━━━━━ 読む文章

その後、写真屋さんやホテル、web系の仕事を経験し、どの職場でも管理者として勤務。その高い能力が評価され、ホテル業界に勤めていたときは、ホテル数店舗の責任者へ昇進することに。
湯浅さんが責任者になってから、右肩上がりに業績を伸ばし、このまま順調に進んでいくかと思いましたが、新型コロナウイルスの影響でホテル業界が大打撃を受けてしまいます。
「ひとつのものを続けて結果を出したら、飽きてしまう性分」とご自身で語るとおり、いい機会だと責任者まで上りつめたホテルをあっさりと退職し、まんぞく弁当を開店しました。
「管理者を任せてもらえたのは、いろいろと運がよかった」と話す湯浅さんでしたが、さまざまな業種で管理者として勤務したとき、共通する疑問も浮かびました。
「管理者なんで、シビアに数字を求められるんですよね。私は“みんなで仲よく楽しくやろうよ”っていうタイプなんですけど、やはりそれだけではダメなので、“ちょっと、なんだかなぁ”って。だから、自分の裁量でやれる自分のお店をやりたいと思いました」
肩書は気にしない。奥さま以外の家族は“無反応”

━━━━━━━━━━
━━━━━ 元のデータ

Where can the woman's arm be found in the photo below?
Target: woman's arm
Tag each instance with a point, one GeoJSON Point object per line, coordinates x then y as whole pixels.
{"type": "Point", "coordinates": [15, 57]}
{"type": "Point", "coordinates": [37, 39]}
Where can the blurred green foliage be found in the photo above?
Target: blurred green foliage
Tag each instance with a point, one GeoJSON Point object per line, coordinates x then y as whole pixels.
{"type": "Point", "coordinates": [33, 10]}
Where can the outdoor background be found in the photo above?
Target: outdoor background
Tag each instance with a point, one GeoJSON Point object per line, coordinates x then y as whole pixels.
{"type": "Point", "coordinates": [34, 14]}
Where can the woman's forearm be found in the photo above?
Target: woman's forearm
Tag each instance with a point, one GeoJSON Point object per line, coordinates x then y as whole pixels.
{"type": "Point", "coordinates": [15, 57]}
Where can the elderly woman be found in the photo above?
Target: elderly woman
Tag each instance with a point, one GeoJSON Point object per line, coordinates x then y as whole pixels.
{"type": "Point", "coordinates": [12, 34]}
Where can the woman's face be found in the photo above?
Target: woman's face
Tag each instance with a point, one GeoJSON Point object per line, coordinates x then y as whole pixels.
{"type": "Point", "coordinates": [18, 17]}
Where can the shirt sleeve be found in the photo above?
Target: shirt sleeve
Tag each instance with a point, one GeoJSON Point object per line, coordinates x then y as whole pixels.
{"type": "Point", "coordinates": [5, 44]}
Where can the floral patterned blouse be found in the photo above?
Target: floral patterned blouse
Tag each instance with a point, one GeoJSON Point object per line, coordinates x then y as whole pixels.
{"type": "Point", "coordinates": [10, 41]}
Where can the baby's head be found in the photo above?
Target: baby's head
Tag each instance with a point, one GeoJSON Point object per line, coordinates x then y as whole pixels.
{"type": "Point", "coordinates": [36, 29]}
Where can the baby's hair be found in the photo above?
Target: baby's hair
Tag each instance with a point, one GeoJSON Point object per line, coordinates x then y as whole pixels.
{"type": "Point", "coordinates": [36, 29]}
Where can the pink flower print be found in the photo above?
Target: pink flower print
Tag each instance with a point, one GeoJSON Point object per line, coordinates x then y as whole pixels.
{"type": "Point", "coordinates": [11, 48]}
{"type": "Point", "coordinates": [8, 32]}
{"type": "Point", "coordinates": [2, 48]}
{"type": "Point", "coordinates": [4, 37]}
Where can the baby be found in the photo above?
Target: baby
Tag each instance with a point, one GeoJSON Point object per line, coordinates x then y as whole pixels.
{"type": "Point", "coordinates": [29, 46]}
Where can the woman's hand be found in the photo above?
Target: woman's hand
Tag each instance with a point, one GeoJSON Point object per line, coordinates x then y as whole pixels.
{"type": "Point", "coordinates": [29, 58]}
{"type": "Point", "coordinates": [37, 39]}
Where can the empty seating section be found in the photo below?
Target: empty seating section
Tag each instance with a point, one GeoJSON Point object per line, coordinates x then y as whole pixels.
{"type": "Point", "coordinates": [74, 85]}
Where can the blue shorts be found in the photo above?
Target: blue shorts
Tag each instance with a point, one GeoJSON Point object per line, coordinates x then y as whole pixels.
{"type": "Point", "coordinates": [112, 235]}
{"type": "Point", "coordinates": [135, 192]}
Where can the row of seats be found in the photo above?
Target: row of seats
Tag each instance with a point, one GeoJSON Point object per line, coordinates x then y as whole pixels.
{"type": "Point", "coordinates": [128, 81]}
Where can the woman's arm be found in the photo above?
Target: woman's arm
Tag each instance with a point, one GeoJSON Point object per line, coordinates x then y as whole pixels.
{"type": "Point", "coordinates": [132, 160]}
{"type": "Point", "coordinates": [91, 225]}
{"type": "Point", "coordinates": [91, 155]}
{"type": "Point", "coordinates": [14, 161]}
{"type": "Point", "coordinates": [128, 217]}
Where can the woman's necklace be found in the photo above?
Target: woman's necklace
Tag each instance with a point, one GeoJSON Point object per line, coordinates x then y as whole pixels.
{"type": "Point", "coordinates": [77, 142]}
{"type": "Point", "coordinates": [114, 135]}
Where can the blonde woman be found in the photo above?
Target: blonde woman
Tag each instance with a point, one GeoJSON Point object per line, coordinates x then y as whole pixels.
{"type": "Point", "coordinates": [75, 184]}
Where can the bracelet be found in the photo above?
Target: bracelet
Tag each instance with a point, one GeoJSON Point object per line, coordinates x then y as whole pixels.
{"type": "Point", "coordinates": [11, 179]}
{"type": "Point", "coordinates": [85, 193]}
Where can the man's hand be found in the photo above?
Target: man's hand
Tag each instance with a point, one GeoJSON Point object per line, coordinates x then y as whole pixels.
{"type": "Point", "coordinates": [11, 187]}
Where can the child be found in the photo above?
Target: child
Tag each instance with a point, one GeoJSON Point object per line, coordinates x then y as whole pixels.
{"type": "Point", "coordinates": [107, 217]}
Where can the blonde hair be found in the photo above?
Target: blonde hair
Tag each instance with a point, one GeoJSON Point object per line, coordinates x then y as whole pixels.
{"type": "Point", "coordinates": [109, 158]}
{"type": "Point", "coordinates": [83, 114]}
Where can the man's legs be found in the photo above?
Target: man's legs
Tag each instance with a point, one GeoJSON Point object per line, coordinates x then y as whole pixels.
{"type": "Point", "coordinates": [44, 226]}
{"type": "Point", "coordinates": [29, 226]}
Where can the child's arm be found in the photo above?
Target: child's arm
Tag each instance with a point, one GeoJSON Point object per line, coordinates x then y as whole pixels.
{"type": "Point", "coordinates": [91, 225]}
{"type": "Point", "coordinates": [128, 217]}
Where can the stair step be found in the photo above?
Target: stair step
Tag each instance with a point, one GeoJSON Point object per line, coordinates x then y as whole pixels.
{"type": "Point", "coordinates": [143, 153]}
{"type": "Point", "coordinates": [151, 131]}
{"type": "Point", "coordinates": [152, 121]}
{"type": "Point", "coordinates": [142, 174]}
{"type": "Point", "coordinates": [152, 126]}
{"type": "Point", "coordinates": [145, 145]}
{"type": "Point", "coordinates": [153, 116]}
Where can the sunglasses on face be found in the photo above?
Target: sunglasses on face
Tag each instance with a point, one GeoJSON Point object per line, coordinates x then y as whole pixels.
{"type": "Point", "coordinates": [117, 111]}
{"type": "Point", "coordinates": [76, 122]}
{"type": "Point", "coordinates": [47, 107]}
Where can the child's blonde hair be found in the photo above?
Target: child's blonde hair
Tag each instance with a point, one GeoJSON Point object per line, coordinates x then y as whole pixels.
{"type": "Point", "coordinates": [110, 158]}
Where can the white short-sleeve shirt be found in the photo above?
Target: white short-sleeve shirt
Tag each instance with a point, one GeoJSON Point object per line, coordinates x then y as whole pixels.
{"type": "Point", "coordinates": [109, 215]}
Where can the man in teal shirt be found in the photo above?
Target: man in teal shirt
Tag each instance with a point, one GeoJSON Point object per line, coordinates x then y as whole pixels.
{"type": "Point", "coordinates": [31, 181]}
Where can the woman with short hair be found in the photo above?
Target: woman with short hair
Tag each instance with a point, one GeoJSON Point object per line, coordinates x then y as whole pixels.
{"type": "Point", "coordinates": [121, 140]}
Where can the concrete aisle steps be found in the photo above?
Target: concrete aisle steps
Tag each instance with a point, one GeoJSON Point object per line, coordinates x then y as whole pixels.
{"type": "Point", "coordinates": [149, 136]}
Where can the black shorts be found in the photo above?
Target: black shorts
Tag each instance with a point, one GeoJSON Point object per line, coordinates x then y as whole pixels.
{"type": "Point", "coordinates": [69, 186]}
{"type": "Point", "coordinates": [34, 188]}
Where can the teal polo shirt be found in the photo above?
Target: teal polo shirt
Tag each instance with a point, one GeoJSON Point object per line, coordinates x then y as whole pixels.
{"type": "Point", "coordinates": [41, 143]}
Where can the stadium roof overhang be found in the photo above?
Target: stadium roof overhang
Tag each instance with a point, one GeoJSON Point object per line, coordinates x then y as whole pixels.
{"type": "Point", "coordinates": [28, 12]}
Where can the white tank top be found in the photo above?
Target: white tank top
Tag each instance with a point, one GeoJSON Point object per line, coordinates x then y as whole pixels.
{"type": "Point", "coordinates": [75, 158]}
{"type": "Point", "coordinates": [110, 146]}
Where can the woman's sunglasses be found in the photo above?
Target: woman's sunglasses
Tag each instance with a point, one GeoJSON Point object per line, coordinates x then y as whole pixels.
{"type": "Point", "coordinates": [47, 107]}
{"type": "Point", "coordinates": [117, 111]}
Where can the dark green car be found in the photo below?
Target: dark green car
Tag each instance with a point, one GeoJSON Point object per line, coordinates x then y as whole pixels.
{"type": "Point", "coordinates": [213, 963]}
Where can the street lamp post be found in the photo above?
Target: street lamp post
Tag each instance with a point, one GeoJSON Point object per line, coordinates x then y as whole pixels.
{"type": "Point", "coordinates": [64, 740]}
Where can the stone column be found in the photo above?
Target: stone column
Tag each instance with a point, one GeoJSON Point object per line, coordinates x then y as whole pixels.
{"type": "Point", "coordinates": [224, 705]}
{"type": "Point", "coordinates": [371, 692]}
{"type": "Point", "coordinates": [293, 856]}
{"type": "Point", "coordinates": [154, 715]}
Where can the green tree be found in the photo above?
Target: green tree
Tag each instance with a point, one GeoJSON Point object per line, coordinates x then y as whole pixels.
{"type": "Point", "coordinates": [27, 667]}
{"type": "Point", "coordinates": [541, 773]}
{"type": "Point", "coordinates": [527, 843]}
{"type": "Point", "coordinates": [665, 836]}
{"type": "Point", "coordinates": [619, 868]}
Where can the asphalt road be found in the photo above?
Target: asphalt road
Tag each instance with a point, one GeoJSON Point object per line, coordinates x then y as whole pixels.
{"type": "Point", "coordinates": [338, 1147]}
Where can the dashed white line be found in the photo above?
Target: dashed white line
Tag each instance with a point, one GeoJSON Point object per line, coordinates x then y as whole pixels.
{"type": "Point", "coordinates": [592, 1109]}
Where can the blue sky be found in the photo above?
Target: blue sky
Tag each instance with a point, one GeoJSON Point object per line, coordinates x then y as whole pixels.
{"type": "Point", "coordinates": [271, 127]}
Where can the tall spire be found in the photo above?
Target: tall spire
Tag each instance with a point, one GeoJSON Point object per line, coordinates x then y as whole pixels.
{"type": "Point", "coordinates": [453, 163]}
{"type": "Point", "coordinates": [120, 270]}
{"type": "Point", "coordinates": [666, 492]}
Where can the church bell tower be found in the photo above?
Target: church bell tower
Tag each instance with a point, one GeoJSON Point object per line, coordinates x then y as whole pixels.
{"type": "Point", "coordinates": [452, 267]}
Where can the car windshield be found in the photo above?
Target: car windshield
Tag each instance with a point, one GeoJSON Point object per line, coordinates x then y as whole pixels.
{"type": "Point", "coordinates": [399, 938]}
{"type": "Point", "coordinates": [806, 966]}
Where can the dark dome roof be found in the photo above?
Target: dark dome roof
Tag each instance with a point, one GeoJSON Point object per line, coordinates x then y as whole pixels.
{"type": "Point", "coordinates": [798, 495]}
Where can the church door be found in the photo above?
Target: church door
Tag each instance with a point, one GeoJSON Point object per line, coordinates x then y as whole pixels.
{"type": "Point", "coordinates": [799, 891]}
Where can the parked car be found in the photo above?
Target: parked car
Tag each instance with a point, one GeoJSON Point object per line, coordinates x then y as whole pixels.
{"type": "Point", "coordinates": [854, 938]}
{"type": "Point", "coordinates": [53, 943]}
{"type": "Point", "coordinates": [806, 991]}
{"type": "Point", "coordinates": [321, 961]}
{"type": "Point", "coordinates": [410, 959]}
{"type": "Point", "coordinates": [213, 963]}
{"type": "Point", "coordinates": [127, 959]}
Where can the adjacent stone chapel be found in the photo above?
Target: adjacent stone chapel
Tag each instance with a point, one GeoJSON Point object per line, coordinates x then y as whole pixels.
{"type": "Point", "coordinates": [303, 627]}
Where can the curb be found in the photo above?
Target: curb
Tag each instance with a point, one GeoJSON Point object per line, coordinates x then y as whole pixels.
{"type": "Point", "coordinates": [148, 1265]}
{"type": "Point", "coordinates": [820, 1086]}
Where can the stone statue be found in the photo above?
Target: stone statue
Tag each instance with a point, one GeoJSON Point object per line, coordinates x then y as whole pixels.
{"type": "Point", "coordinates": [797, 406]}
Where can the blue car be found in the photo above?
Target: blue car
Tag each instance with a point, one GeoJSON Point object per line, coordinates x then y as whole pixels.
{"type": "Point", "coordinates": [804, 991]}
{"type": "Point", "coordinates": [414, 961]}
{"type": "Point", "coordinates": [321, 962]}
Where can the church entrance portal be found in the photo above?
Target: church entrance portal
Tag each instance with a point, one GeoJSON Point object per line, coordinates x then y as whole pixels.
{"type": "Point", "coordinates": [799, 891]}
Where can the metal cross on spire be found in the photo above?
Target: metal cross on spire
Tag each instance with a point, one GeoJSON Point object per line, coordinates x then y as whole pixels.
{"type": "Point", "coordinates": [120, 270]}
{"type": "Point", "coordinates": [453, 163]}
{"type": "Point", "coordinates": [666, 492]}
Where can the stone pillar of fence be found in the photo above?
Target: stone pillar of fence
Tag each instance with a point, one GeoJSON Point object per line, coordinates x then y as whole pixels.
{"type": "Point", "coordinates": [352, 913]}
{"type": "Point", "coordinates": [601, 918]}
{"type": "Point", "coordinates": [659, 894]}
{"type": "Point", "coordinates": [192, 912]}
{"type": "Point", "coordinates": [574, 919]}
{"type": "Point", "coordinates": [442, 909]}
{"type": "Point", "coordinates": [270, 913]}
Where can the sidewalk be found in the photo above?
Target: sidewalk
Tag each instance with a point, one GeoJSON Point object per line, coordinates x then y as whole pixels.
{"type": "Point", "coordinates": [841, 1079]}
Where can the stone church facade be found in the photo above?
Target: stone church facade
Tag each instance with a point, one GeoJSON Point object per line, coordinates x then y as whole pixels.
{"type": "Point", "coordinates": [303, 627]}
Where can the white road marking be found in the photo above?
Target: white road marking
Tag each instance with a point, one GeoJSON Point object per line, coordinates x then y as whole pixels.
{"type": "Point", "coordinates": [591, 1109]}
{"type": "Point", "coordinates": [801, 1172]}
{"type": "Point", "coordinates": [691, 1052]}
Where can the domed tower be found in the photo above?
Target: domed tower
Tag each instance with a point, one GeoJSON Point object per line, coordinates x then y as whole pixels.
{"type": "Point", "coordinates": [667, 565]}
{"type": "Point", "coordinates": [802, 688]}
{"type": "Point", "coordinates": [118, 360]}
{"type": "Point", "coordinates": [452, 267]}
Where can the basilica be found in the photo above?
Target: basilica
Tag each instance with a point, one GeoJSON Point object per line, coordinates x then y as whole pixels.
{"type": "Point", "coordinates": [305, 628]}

━━━━━━━━━━

練習問題 1. 湯浅さんの文章では、ホテルを辞めたあと、湯浅さんはどんなお店を開きましたか。
練習問題 2. 湯浅さんとまんぞく弁当の文章を、最後の見出しのあとから続けて書いてください。

答え 1. まんぞく弁当を開きました。

答え 2.
今まで、正社員やアルバイトを含め数多くの業界で働いてきた湯浅さんですが、肩書や役職などにこだわりはなかったと話します。
「ホテルを辞めて店を出すときも、親は特に何も気にしてなかったですね。一応、“弁当屋さんやるんだー”って説明したんですけど、“へぇー”くらいなもので(笑)。兄弟もそんな反応です。放任主義っていうか、とりあえず生きてればいいよ、みたいな感じですね」
テレビ番組やウェブサイトで取り上げられるようになったときに、「そんなことやってるの?」と、初めて今の仕事を認識されるほどだったそう。
ですが、店舗を勢いで借りたときには、奥さまに一切、相談しなかったため、かなり怒られたんだとか。
「仕事を辞めたかと思ったら、今度は勝手に賃貸の店舗を借りてきたんで、“あんた、何やってんの!”って怒られました。まぁ、そりゃそうですよね(笑)。当初は、お店を手伝う気はまったくなかったらしいんですけど、今は手伝ってくれるようになったのでありがたいですね」
と、笑顔で話します。
Twitterから広がっていった“人脈の輪”
お店を始めるにあたり、さまざまな企業とイベントを行っていますが、そのきっかけはTwitterからだと言います。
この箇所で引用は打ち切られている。